▶ [Description of the task]: Copy every line of the material below that contains the word "mound", matching case exactly.

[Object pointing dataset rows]
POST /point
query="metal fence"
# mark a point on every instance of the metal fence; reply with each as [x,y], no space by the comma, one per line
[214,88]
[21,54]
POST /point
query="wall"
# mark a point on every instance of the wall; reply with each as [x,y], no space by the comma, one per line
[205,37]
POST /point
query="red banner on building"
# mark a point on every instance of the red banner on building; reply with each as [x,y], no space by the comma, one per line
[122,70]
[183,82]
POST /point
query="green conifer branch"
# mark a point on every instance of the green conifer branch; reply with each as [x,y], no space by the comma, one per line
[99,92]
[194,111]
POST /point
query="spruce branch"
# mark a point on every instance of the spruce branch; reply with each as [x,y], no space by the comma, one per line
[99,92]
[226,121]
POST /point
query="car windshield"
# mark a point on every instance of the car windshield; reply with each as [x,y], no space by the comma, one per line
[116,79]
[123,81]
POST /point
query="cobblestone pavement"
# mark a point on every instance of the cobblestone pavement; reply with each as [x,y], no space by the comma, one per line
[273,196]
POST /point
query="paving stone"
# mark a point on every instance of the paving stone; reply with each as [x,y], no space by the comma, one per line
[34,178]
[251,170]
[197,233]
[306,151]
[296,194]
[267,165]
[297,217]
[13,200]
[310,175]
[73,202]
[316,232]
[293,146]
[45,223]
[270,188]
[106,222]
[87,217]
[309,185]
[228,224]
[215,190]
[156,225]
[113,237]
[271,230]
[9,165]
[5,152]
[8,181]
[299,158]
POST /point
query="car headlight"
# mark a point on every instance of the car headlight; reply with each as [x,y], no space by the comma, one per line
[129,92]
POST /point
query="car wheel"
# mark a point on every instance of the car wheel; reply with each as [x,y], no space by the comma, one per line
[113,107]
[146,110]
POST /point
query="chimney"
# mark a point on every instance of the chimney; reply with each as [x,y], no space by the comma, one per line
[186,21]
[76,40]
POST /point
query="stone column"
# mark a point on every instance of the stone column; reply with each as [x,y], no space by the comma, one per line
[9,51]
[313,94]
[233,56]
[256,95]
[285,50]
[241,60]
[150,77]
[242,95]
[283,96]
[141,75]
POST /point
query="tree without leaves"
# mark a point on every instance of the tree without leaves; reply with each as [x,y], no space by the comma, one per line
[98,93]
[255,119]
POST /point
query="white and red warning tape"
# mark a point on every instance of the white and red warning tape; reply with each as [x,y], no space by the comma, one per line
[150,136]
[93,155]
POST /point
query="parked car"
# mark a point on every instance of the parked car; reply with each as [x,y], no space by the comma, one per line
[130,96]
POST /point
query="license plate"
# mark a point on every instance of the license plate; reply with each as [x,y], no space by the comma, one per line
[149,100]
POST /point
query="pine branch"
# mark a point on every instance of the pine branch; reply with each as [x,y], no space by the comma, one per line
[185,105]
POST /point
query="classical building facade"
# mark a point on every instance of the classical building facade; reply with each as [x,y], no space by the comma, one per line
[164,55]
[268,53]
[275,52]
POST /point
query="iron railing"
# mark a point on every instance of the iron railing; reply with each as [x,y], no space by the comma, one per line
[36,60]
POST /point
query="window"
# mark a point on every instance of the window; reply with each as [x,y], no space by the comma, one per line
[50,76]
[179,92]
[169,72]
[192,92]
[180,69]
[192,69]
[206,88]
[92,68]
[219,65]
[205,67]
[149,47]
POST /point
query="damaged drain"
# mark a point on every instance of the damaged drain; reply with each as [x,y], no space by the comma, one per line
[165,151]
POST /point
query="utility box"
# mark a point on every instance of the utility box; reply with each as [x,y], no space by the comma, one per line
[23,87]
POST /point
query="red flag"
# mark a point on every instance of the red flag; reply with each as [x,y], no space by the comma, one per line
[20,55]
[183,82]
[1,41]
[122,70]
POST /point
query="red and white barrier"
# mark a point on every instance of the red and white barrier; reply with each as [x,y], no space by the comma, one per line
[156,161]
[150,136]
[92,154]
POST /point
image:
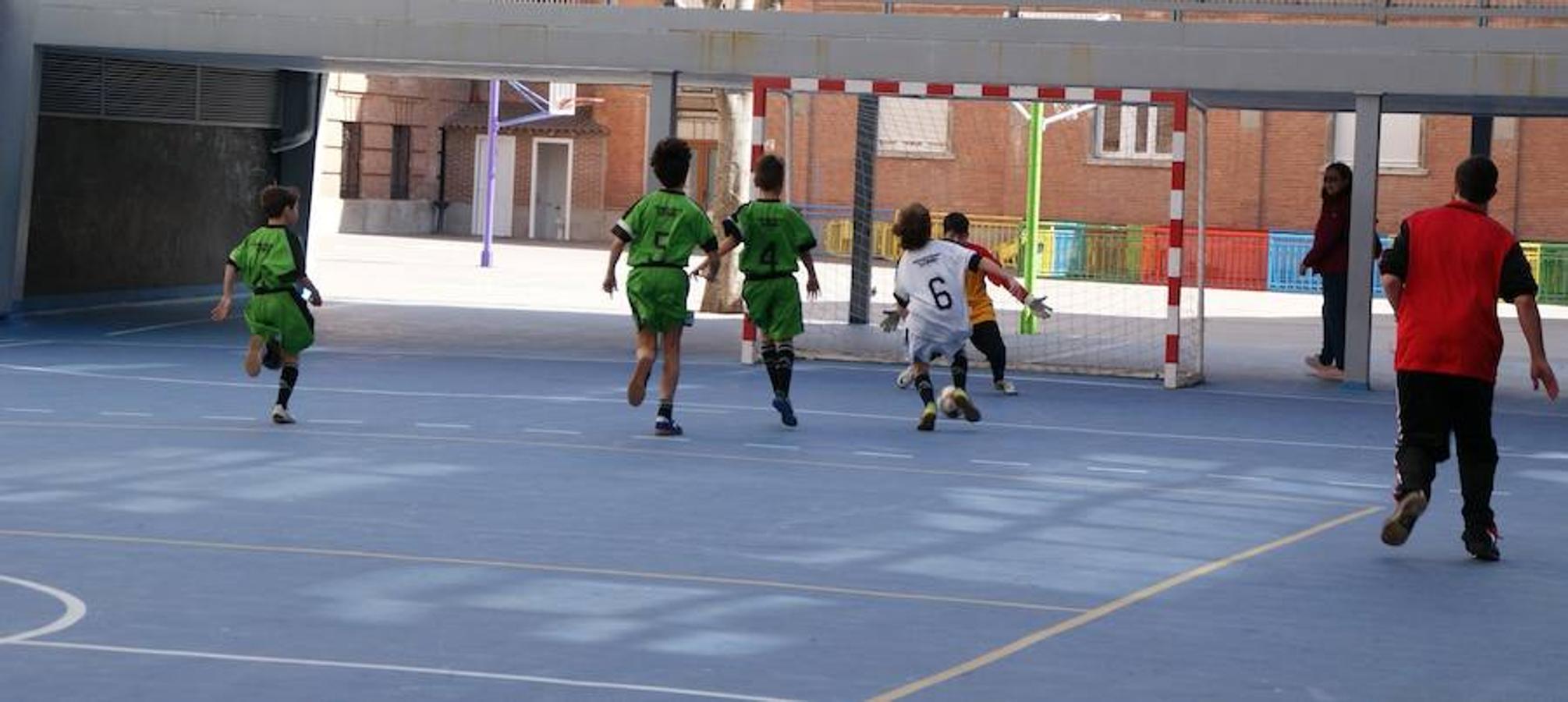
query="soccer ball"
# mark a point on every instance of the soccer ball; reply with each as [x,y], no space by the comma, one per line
[946,403]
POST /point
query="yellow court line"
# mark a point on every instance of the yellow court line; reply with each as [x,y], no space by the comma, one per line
[1111,607]
[828,590]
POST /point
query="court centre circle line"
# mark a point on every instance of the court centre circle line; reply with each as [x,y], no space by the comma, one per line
[405,669]
[1035,480]
[74,612]
[529,566]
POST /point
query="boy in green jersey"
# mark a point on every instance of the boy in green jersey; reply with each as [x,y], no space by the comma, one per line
[776,239]
[659,234]
[271,264]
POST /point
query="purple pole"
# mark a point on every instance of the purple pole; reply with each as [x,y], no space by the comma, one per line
[490,172]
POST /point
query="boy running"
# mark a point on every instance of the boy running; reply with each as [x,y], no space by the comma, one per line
[661,232]
[984,334]
[938,323]
[776,239]
[271,262]
[1443,278]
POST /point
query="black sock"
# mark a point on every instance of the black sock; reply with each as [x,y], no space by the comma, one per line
[286,381]
[786,367]
[924,385]
[770,360]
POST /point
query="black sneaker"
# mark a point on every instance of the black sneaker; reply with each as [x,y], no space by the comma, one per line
[273,358]
[667,427]
[1482,544]
[1397,525]
[786,411]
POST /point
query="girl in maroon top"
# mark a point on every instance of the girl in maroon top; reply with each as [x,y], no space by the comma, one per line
[1330,257]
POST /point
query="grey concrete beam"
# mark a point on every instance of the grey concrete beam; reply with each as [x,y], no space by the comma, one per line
[661,119]
[18,126]
[1229,57]
[1363,228]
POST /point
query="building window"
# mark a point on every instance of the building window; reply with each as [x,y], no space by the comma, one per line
[914,127]
[353,147]
[1399,141]
[400,160]
[1134,132]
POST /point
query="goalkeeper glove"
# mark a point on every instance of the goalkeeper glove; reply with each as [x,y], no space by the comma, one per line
[891,320]
[1038,306]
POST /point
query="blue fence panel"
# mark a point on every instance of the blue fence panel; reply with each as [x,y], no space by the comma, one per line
[1286,251]
[1288,248]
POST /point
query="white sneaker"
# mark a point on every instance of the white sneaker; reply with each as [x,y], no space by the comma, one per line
[281,416]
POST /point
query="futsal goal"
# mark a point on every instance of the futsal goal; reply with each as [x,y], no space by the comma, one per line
[1128,295]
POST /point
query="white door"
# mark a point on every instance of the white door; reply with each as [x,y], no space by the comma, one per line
[551,195]
[506,179]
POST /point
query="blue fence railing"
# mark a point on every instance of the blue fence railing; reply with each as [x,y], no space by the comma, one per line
[1286,250]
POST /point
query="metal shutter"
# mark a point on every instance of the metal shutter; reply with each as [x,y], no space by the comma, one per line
[122,88]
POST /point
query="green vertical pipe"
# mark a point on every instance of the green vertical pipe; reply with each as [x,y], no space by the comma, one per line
[1029,264]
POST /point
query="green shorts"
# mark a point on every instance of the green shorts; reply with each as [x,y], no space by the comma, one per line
[773,306]
[658,295]
[281,315]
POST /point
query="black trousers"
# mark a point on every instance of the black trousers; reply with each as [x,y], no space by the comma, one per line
[987,337]
[1336,292]
[1431,410]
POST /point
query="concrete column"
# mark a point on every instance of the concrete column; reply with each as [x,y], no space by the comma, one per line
[1481,135]
[1363,226]
[300,96]
[20,65]
[661,116]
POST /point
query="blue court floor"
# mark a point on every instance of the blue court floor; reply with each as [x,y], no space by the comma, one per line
[469,511]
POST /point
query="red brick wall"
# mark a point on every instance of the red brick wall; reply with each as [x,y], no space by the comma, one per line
[1543,181]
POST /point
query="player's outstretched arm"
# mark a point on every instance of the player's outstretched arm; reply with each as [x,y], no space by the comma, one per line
[813,285]
[709,268]
[1013,285]
[1531,324]
[222,310]
[615,257]
[316,295]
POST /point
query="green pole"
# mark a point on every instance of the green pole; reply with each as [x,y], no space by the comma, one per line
[1029,264]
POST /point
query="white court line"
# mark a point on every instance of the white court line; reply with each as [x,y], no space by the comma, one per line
[1054,480]
[74,610]
[405,669]
[747,408]
[1096,469]
[1255,478]
[1015,464]
[1371,486]
[152,328]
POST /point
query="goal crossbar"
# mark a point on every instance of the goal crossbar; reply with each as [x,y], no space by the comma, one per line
[1176,101]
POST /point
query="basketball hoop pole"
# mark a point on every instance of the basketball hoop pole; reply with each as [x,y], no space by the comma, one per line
[493,129]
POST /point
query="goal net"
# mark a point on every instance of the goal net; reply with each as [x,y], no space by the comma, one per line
[1123,271]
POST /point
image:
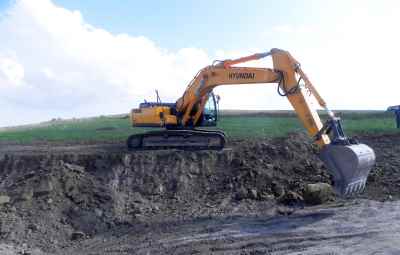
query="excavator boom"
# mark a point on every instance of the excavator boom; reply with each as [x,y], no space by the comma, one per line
[348,162]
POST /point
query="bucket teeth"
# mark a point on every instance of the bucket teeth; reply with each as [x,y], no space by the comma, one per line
[349,165]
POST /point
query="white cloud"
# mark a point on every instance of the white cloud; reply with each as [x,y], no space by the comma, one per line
[66,67]
[11,72]
[54,64]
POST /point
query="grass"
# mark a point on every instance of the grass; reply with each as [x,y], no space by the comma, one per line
[236,126]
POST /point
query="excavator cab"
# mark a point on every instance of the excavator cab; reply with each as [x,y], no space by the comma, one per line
[210,113]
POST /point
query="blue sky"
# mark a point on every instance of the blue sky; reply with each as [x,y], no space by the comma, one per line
[95,57]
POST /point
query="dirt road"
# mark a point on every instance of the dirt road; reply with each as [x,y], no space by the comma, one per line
[103,199]
[358,228]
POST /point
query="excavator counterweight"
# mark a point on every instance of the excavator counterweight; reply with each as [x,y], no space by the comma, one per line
[347,161]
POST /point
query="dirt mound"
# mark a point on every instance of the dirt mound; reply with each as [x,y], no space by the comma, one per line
[53,197]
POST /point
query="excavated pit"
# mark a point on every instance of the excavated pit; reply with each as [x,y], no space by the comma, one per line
[56,197]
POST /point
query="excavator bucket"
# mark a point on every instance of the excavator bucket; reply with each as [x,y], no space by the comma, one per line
[349,166]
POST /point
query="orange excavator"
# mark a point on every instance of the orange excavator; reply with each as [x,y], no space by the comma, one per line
[348,161]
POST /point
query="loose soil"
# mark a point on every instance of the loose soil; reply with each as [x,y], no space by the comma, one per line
[102,199]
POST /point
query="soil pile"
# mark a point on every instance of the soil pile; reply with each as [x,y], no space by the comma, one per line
[53,197]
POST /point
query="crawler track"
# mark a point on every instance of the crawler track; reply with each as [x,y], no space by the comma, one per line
[178,139]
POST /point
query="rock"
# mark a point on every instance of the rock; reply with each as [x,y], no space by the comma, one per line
[291,198]
[253,194]
[4,200]
[77,235]
[26,194]
[278,190]
[318,193]
[241,194]
[138,198]
[75,168]
[45,187]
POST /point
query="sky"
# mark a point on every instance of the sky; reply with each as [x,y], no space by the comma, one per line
[73,58]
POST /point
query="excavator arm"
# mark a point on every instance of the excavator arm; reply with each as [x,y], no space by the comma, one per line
[286,72]
[348,161]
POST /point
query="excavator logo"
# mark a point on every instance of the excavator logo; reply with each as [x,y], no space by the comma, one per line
[238,76]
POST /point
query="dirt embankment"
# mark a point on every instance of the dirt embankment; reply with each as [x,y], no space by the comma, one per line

▶ [Response to this task]:
query="dirt mound"
# mark a point on every instance of the dirt mound; reply with each as [x,y], no space by the comma, one per line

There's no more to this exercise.